I'm not convinced that this is as difficult as you make out. Commercial
kitchens don't usually pay very high salaries, but there is a social status
achieved by working for a top-end restaurant. Large-kitchen institutions may
not be able to compete on either, but their longevity (compared to restaurants
which come and go) allows them to invest in people, taking interested low-
skill candidates and bringing them up through a kitchen's roles in a
predictable way, including possibly financing culinary degrees for people
working their way up.

It's not like Wodni is doing something particularly different (? for lack of a
better word) here. Instead of buying from low-quality suppliers whose prices
were higher for ensuring consistency at wholesale scale, he bought from a
multitude of high-quality suppliers at wholesale market rate. He then, using
experience and education, adapted to the differences in inventory that come
with working with small-scale suppliers, while ensuring that his budget was
efficiently utilized by not wasting anything (e.g. saving fish bones for stock
instead of buying fish stock from a supplier). Yes, that requires education
and experience to do and do well, but I don't see why more institutions
couldn't invest in more people to get that education and experience.

------
gaius
Last time I was in hospital I was dreading the food but it was in fact amazing
and came with a pamphlet explaining how they configured each meal specifically
for whatever was wrong with each patient. This was my local NHS.

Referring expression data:
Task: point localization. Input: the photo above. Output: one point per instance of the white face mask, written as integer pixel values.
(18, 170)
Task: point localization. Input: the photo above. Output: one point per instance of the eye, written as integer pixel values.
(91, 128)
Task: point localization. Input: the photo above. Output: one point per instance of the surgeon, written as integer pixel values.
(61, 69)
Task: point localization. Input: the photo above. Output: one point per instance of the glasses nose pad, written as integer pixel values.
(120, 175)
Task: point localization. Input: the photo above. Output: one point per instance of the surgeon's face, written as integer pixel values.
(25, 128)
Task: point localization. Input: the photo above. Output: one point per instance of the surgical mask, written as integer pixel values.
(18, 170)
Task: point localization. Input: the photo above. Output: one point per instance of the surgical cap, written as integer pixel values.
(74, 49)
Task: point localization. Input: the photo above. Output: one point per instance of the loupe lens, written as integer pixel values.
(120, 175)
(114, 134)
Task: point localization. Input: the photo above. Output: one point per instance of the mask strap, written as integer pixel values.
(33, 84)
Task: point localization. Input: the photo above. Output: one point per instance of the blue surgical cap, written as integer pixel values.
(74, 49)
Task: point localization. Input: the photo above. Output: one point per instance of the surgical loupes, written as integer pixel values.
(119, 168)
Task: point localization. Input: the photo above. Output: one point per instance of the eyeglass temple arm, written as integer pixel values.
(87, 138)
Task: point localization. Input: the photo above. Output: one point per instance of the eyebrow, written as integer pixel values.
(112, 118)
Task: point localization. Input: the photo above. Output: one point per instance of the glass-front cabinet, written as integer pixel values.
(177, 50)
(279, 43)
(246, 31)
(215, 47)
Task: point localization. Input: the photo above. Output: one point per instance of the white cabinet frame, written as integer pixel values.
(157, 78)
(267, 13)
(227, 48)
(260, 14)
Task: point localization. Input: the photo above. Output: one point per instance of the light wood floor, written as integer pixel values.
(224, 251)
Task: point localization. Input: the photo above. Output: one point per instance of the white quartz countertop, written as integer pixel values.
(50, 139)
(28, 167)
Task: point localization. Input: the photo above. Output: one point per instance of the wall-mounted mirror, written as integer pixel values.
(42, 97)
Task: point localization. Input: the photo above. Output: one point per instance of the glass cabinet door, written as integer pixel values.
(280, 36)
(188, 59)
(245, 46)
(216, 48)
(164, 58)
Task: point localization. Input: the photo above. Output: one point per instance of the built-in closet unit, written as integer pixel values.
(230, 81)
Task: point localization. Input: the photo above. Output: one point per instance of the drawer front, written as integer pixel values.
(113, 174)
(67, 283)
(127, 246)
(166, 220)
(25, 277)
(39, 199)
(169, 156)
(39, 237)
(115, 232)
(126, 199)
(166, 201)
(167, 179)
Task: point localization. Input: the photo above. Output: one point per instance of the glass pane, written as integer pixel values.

- What to work on -
1. Answer these questions about the thread:
(a) What did Wodni save fish bones for?
(b) What came with the hospital meals gaius describes?
(c) What kind of degrees does the thread say large-kitchen institutions might finance?
2. List every hyphenated adjective the thread uses to describe suppliers.
3. Please reproduce the part of the thread starting at "It's not like" and ending at "education and experience.".
You will not need the records for this work.

- Solution set -
1.
(a) For stock, instead of buying fish stock from a supplier.
(b) A pamphlet explaining how each meal was configured specifically for whatever was wrong with each patient.
(c) Culinary degrees.

2.
low-quality
high-quality
small-scale

3.
It's not like Wodni is doing something particularly different (? for lack of a
better word) here. Instead of buying from low-quality suppliers whose prices
were higher for ensuring consistency at wholesale scale, he bought from a
multitude of high-quality suppliers at wholesale market rate. He then, using
experience and education, adapted to the differences in inventory that come
with working with small-scale suppliers, while ensuring that his budget was
efficiently utilized by not wasting anything (e.g. saving fish bones for stock
instead of buying fish stock from a supplier). Yes, that requires education
and experience to do and do well, but I don't see why more institutions
couldn't invest in more people to get that education and experience.